# EXERCISE TASKS
1. In the film review, about how many hours a day did the kibbutz children see their mother and father?
2. Copy word for word the part of the film review that opens with the words containing "Parents of today" and closes with "clearly was not.".
*** Opening of PASSAGE SHOWN ***
At first, it is disconcerting that the director does not identify the speakers (and singers - he encourages his interviewees, among them his mother, to share some of the songs they grew up on) and doesn't say specifically which kibbutzim they are from. There are occasional references, of course, and some signs here and there. I suspect that some of the subjects preferred not to be interviewed on camera and by name, but by doing this, Tal also makes the point that all these children, in different locations around Israel, were given essentially the same upbringing. At the end, their faces are shown, with no identification and a list of their names rolls only with the end credits.

One intriguing aspect Tal covers here is their memory of their isolation from the rest of the world. "I didn't know other children lived with their mothers and fathers," recalls one man. The nanny was the central figure in their lives from birth - not the mother and father they saw for about two hours a day. One man remembers his contact with his parents as "sterile . . .there was no shouting or arguments, but no hugging or kissing either."

Again, it's easy to see the mistakes that were made, but it seems more to the point to examine it in terms of our current child-rearing practices, in which yuppie parents work long hours and leave children with the nannies of today, than to excoriate previous generations. One striking difference from most contemporary households is the fact that the kibbutz children slept at the children's house. This is one subject on which everyone is uniformly negative (it was also touched upon in the feature film, Sweet Mud, by Dror Shaul). Tal shows footage of these children getting into bed, accompanied by constant crying on the soundtrack as the interviewees remember that there was always at least one child sobbing at any given time during the night.

As the participants describe how this collective upbringing shaped a group identity, some also recall the pride they felt at being kibbutz members. "You stopped being yourself, you completely identified with the kibbutz member inside yourself," says one man. Another recalls how he would lower his voice modestly if someone from the outside asked him where he was from, as if it were clear that being a kibbutznik made him superior.

Parents of today seeing this will likely marvel at the seriousness and sense of purposefulness with which these children carried out their daily chores, as well as their independence as they wander the kibbutz unsupervised in the afternoons. The conformity that was imposed on them had both its price and its rewards. One man recalls his shame that his father was the kibbutz accountant and not a worker, saying he knew his father wanted him to be a both a Cossack and a Bedouin, two things the father clearly was not.
*** Close of PASSAGE SHOWN ***
*** Opening of STUDY MATERIAL ***
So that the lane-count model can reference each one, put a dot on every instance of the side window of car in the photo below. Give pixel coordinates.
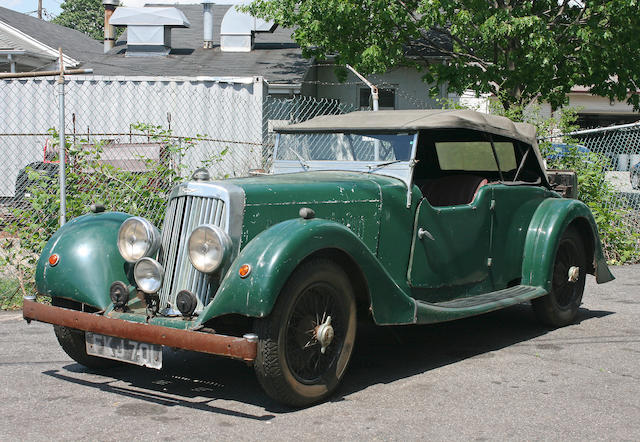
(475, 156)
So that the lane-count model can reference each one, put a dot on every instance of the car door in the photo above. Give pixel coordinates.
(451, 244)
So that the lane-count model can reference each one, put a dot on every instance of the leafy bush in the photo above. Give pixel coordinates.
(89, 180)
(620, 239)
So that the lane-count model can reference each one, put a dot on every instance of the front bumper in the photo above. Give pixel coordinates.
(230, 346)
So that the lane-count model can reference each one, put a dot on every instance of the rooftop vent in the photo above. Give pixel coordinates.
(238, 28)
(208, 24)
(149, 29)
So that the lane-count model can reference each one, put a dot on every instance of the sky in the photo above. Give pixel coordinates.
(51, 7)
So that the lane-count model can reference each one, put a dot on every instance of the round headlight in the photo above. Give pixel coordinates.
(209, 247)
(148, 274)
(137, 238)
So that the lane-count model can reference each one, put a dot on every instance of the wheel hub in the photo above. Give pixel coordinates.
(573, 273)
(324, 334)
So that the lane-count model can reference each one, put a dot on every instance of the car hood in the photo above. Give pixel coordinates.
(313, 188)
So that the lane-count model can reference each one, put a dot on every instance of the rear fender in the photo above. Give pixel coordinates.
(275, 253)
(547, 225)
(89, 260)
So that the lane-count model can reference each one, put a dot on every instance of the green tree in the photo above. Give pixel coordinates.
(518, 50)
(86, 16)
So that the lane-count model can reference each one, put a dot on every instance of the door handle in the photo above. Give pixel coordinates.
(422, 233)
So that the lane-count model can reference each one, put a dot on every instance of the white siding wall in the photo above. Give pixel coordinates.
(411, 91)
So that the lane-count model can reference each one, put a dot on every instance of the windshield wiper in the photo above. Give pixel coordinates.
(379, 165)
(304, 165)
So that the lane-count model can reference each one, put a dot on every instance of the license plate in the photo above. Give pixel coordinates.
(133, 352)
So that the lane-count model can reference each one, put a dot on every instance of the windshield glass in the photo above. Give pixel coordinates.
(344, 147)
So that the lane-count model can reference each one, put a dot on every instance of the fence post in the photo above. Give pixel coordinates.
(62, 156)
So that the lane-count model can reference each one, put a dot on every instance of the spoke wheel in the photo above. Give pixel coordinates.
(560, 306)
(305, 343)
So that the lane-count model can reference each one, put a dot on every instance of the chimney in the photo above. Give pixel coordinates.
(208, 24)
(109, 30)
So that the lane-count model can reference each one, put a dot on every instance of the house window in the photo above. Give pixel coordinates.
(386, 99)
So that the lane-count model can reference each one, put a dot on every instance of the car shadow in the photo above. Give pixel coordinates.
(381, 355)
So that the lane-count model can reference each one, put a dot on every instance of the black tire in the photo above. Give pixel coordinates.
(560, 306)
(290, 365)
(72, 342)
*** Close of STUDY MATERIAL ***
*** Opening of STUDY MATERIAL ***
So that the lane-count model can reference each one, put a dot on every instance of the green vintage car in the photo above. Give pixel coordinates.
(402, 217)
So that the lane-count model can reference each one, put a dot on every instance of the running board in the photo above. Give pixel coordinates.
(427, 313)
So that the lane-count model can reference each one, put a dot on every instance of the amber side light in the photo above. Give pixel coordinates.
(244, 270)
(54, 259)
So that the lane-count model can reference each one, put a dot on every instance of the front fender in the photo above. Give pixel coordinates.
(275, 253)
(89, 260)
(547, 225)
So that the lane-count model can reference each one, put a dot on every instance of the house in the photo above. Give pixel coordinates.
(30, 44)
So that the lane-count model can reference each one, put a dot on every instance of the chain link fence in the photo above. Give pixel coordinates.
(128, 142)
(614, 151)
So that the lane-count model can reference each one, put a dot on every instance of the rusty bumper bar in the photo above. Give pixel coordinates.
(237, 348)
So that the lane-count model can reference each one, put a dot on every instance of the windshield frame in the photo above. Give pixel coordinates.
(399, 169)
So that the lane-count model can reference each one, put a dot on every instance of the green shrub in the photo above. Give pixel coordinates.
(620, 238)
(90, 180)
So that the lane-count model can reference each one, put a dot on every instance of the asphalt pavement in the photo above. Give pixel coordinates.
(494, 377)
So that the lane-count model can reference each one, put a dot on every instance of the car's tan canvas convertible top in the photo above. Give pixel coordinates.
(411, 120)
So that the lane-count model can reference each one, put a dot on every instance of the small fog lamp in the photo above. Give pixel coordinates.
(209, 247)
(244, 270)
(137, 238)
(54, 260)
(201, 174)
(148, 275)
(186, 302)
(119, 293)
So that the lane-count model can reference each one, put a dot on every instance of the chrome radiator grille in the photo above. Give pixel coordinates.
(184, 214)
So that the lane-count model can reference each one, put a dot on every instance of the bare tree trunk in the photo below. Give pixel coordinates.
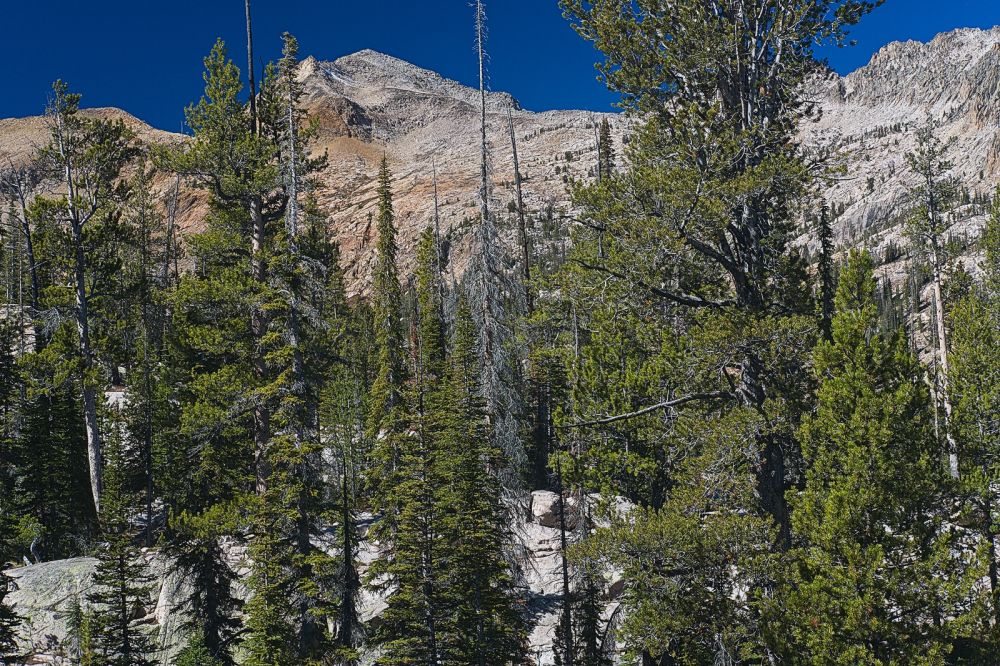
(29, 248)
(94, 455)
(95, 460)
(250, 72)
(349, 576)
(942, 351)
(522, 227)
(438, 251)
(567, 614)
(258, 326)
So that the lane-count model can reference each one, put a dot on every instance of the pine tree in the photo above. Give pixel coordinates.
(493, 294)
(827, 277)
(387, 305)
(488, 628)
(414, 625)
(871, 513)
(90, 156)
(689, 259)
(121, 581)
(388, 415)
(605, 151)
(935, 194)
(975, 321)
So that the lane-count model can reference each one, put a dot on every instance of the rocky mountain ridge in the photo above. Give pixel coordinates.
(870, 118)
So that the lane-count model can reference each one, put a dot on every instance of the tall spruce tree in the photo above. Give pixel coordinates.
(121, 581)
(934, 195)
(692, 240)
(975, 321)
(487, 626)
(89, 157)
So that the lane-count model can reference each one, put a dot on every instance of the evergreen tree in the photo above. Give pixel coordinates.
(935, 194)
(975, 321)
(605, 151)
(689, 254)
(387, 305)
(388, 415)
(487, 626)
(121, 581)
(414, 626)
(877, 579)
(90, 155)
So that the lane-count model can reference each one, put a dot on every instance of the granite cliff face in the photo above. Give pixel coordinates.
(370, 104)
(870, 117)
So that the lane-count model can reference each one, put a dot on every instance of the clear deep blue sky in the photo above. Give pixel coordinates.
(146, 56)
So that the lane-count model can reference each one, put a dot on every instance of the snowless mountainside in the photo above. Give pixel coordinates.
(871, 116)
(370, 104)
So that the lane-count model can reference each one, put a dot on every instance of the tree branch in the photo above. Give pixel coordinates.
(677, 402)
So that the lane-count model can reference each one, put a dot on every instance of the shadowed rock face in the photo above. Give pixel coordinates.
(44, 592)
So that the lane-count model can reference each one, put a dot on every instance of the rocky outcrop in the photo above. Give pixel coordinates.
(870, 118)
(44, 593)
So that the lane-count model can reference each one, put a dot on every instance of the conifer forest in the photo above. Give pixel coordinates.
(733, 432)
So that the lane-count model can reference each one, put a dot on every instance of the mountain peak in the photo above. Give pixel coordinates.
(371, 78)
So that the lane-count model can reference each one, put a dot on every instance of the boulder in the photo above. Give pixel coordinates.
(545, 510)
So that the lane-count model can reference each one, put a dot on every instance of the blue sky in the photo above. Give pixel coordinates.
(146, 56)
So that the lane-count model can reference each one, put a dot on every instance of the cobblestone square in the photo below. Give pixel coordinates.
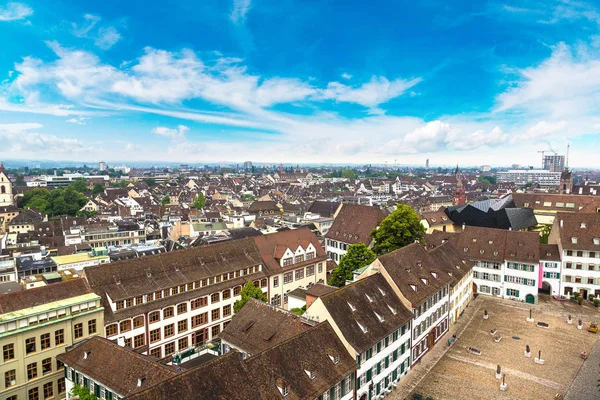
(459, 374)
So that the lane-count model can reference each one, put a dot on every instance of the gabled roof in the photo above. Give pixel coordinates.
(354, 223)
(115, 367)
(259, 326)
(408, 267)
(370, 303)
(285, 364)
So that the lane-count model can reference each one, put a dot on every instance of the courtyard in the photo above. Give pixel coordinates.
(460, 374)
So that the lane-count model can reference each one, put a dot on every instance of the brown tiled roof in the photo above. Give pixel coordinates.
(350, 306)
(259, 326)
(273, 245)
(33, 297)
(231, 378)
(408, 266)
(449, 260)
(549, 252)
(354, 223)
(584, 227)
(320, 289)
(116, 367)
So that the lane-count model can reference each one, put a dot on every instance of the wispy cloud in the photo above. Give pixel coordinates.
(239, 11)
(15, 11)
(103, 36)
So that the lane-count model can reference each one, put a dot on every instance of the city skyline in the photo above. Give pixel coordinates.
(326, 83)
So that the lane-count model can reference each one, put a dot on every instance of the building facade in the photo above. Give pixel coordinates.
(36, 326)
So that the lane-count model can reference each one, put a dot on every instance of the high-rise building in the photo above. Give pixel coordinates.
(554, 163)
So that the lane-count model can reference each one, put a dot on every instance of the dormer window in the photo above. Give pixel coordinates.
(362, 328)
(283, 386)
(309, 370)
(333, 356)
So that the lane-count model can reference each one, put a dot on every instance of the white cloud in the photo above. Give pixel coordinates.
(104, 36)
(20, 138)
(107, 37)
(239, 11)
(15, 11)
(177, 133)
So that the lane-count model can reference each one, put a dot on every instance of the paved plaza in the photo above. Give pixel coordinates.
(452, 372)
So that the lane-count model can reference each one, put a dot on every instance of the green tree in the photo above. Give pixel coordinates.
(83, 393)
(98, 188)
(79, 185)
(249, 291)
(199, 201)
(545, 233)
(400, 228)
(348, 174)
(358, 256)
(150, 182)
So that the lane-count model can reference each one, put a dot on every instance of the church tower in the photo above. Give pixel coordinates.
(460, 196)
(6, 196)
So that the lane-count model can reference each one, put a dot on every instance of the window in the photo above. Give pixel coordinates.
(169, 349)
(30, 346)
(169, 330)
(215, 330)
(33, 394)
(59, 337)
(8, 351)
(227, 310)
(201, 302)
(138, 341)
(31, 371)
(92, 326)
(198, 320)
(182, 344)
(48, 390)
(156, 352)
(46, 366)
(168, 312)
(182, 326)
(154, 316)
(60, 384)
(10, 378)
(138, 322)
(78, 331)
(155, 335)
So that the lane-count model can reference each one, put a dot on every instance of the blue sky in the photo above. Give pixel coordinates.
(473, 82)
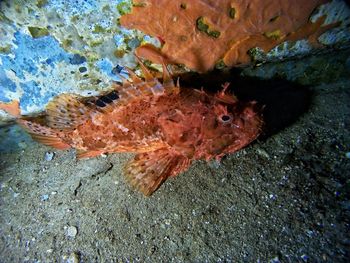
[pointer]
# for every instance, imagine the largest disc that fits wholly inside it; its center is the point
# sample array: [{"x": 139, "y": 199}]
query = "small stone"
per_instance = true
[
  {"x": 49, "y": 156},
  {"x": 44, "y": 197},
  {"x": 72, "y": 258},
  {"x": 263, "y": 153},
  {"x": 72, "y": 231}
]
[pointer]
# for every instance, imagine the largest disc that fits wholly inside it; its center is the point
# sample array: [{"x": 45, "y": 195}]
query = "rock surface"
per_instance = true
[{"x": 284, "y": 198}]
*** Close of STUDY MATERIAL ***
*** Opening of STUDY MATERIAL ***
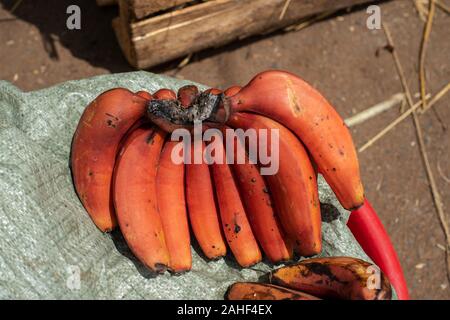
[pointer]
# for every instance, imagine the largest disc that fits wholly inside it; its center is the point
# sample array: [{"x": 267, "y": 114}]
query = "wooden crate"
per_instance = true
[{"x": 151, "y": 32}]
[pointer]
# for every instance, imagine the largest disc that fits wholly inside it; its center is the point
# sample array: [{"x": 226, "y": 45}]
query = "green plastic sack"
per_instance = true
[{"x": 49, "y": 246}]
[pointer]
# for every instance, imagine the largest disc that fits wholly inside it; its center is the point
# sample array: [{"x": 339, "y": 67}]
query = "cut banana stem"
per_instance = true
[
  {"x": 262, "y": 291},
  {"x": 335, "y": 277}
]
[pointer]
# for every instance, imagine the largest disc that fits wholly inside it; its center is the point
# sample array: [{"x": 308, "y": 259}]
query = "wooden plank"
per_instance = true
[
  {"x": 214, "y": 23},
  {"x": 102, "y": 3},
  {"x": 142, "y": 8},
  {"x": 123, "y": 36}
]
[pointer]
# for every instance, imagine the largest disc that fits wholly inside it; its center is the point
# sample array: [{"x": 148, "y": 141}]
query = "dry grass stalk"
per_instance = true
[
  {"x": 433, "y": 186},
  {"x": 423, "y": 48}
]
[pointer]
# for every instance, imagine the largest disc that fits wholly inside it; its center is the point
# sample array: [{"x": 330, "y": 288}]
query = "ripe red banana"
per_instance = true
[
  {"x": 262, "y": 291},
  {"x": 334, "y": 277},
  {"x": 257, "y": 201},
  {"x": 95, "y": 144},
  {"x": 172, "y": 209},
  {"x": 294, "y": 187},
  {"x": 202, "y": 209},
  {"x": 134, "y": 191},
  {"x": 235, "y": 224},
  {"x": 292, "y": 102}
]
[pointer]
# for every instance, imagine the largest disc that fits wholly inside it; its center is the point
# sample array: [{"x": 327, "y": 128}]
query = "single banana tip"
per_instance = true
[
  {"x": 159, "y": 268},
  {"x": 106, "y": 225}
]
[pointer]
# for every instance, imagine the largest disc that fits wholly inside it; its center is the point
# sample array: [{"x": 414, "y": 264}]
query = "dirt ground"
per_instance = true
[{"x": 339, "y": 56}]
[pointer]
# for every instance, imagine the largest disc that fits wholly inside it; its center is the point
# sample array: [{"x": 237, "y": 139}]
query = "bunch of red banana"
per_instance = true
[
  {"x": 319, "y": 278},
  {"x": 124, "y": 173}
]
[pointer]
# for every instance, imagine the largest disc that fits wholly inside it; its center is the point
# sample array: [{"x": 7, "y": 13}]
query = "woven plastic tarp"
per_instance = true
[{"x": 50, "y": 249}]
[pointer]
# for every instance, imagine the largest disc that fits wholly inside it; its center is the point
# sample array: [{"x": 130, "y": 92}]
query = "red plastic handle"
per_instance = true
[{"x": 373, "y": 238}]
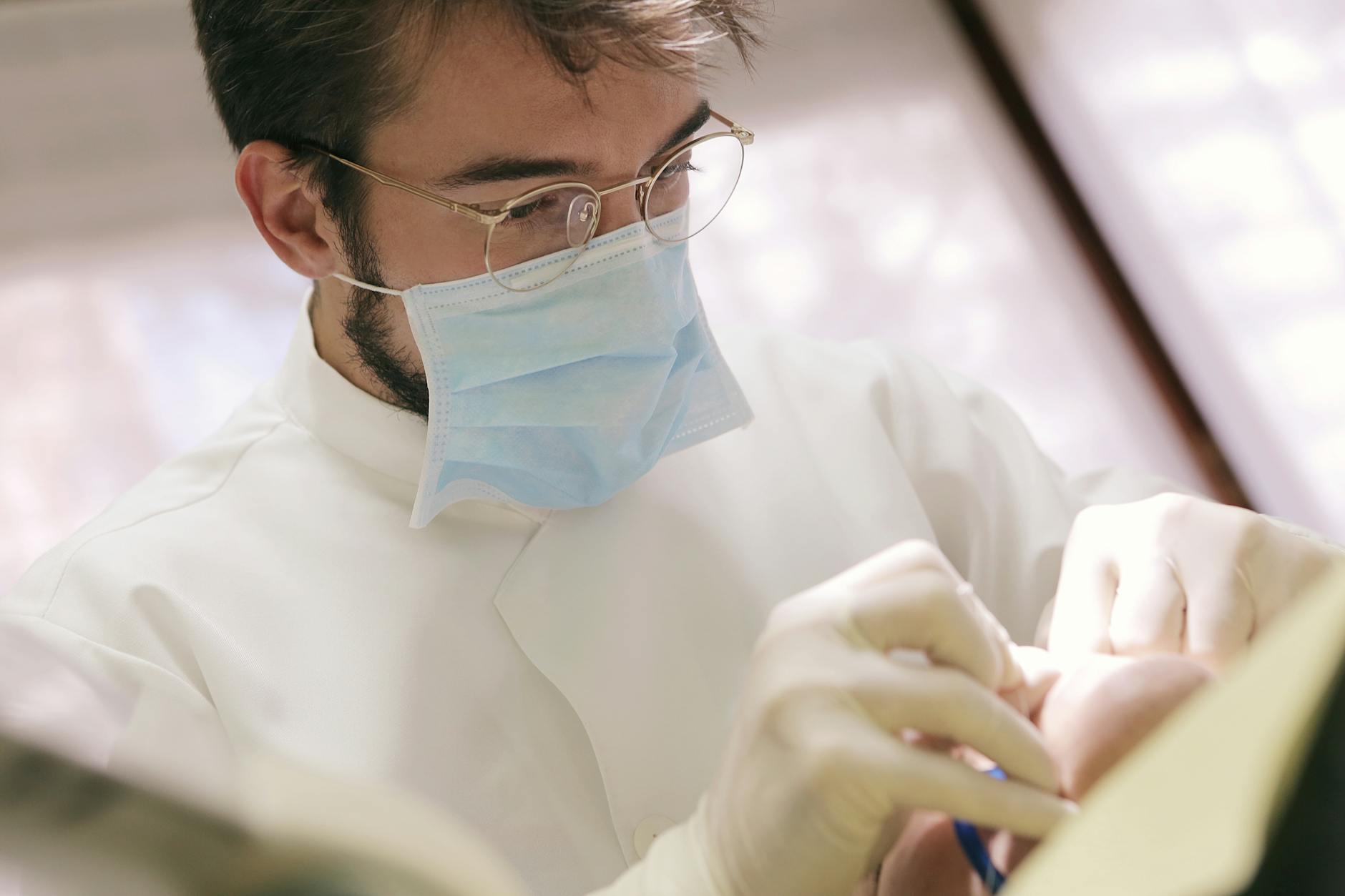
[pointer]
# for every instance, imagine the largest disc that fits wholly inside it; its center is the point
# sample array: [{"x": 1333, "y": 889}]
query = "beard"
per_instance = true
*** Close of STUDY MATERIAL ***
# TASK RESULTS
1. About two hours a day.

2.
Parents of today seeing this will likely marvel at the seriousness and sense of purposefulness with which these children carried out their daily chores, as well as their independence as they wander the kibbutz unsupervised in the afternoons. The conformity that was imposed on them had both its price and its rewards. One man recalls his shame that his father was the kibbutz accountant and not a worker, saying he knew his father wanted him to be a both a Cossack and a Bedouin, two things the father clearly was not.